### Exercise objective
Set out every line of the listing below as a numbered list, omitting any blank lines.

### Provided entries
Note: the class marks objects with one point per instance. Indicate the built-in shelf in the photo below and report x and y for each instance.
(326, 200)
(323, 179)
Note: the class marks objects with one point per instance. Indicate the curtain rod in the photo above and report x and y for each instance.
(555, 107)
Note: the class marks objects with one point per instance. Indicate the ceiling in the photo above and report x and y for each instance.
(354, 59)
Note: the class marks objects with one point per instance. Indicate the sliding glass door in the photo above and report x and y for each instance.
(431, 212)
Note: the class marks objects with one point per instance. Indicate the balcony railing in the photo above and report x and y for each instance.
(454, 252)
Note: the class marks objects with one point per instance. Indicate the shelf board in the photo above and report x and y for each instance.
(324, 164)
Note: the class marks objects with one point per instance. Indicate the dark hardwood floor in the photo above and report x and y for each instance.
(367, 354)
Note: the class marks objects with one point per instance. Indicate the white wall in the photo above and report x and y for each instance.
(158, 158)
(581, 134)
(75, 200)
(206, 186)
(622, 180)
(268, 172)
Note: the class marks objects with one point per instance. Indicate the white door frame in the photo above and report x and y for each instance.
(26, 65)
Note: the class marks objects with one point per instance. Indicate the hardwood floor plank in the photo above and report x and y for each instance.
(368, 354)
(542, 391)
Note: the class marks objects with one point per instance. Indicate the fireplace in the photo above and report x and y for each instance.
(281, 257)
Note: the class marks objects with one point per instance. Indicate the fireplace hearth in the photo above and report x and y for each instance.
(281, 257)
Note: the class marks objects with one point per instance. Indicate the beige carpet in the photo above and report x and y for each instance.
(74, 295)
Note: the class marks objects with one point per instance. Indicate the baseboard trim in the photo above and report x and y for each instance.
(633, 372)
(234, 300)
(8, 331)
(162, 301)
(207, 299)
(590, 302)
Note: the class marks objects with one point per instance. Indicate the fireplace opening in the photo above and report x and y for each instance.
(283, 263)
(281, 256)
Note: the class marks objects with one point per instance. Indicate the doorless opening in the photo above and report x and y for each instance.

### Full response
1. Note: the class marks objects with one point per instance. Indicate the built-in shelf in the photo below and report x and y for each instance.
2. (326, 200)
3. (323, 179)
4. Note: the class marks objects with one point per instance. Indicate the curtain rod in the photo above and report x and y for each instance.
5. (555, 107)
6. Note: the class marks objects with one point per instance. Indicate the ceiling in the photo above and report x and y for each instance.
7. (354, 59)
8. Note: the class marks objects with one point per instance. Indicate the sliding glass door in the photo above and report x and y for each instance.
9. (431, 212)
10. Note: the class marks objects with one point per instance. Indicate the balcony railing in the photo above and report x and y for each instance.
11. (454, 252)
12. Note: the class marks objects with one point per instance. Indicate the shelf board in the photo above and report x and y for each instance.
13. (324, 164)
14. Note: the class marks objects with one point per instance. Indicate the dark hardwood floor in the photo above and report x and y for each instance.
15. (367, 354)
16. Note: the class marks objects with one point per instance. Indicate the white wall in the photo above and report x and y for each instance.
17. (158, 158)
18. (581, 134)
19. (75, 200)
20. (206, 186)
21. (622, 180)
22. (268, 172)
23. Note: the class marks objects with one point per instance. Indicate the white door frame in the photo above and report x and y for each instance.
24. (26, 65)
25. Note: the class marks objects with one point per instance. Indicate the hardwood floor plank in the photo above and report x and y for each instance.
26. (368, 354)
27. (542, 391)
28. Note: the class marks objects with one point per instance. Indicate the fireplace in the photo above and report x and y for each instance.
29. (281, 257)
30. Note: the class marks objects with one point per instance. Indicate the fireplace hearth in the photo above and report x and y for each instance.
31. (281, 257)
32. Note: the class marks objects with one point per instance. Indicate the beige carpet in the photo above and report x and y for each instance.
33. (74, 295)
34. Note: the class marks objects with one point per instance. Indicate the baseboard trim in the photo above and report x and y for each instance.
35. (633, 372)
36. (234, 300)
37. (8, 331)
38. (162, 301)
39. (207, 299)
40. (590, 302)
41. Note: the class marks objects with one point per instance. Indicate the fireplace opening in the photo above and report x and y for each instance.
42. (283, 263)
43. (281, 256)
44. Note: the class marks objects with one point per instance. Indicate the doorless opening in the photo above and report x and y for each instance.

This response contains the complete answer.